TEXT SEGMENT
Much like the country’s other attractions, the top universities in Italy are spread across a wide area. Find out more about some of Italy’s top cities for students…
Universities in Rome
Where to start with Italian capital Rome? Well, most people probably start with the main sights – the Colosseum, the Trevi Fountain, the Pantheon, the Forum, the Spanish Steps or the catacombs. But as a student in Rome, the fun lies in discovering new sides to the “Eternal City”. Just walking around can be a great way to feel the energy of the city – at once reminiscent of ancient Roman history and thriving with a modern, cosmopolitan energy.
You might also want to take in a show in one of Rome’s many theaters, or enjoy a large outdoor performance at the Stadio Falminio or Olympic Stadium. If you’re keen on literature, why not enjoy a night out at a ‘book bar’ – a sort of stylish fusion of bar, library and book club. For bargain hunters, Rome’s antique fairs and flea markets offer plenty of vintage and second-hand goodies waiting to be discovered. If you’re brave enough, you might even rent a scooter and try to navigate the notoriously chaotic Roman traffic.
There are a range of excellent universities in Rome, particularly the Sapienza - Università di Roma which is ranked 196= in the 2013/14 QS World University Rankings and is Italy’s second-highest ranked university. Other notable universities in Rome include the Universitá degli Studi di Roma - Tor Vergata (ranked 320 in the world) and the Università degli Studi di Trento (ranked 441-450).

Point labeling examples
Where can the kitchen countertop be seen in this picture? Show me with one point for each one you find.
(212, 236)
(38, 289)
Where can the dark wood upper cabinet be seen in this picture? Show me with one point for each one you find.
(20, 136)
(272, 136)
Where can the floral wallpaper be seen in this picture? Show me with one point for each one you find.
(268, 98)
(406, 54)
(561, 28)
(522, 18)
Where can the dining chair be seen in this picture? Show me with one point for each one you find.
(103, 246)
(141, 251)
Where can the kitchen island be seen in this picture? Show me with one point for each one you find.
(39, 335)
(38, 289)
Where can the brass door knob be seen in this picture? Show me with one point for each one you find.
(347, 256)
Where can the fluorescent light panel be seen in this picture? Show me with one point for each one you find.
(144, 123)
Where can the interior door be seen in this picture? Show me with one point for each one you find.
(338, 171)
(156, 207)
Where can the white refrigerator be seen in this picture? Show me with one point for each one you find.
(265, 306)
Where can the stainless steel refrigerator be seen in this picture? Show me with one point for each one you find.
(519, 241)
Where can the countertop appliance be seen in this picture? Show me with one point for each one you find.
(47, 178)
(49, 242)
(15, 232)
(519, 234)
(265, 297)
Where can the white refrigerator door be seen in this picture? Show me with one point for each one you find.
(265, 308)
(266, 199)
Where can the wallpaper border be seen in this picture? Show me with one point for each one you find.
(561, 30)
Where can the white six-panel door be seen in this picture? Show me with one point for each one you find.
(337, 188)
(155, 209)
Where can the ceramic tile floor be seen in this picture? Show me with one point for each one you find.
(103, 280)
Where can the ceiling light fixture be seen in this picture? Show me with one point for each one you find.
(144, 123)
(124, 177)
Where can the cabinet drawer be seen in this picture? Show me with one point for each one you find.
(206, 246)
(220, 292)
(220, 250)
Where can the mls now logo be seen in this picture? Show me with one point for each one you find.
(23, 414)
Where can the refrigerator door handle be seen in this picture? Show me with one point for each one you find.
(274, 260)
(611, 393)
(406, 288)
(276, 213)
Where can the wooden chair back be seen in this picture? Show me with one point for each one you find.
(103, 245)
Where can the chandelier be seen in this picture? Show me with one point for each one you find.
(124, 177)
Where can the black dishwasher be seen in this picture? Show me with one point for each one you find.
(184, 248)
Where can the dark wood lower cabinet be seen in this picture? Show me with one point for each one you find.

STATED GOAL 1
According to the text on Rome, which university is Italy's second-highest ranked?
STATED GOAL 2
For each statement, decide whether the text on Rome supports it, answering yes or no and quoting the deciding words: (a) Tor Vergata is ranked 320 in the world. (b) A book bar combines a bar, a library and a book club. (c) Roman traffic is described as calm and easy to navigate.
STATED GOAL 3
Write out the part of the text on Rome that begins at the words "You might also" and ends after "chaotic Roman traffic.".

WRITTEN RESPONSE 1
Sapienza - Università di Roma

WRITTEN RESPONSE 2
(a) Yes: "Universitá degli Studi di Roma - Tor Vergata (ranked 320 in the world)"
(b) Yes: "a sort of stylish fusion of bar, library and book club"
(c) No: "the notoriously chaotic Roman traffic"

WRITTEN RESPONSE 3
You might also want to take in a show in one of Rome’s many theaters, or enjoy a large outdoor performance at the Stadio Falminio or Olympic Stadium. If you’re keen on literature, why not enjoy a night out at a ‘book bar’ – a sort of stylish fusion of bar, library and book club. For bargain hunters, Rome’s antique fairs and flea markets offer plenty of vintage and second-hand goodies waiting to be discovered. If you’re brave enough, you might even rent a scooter and try to navigate the notoriously chaotic Roman traffic.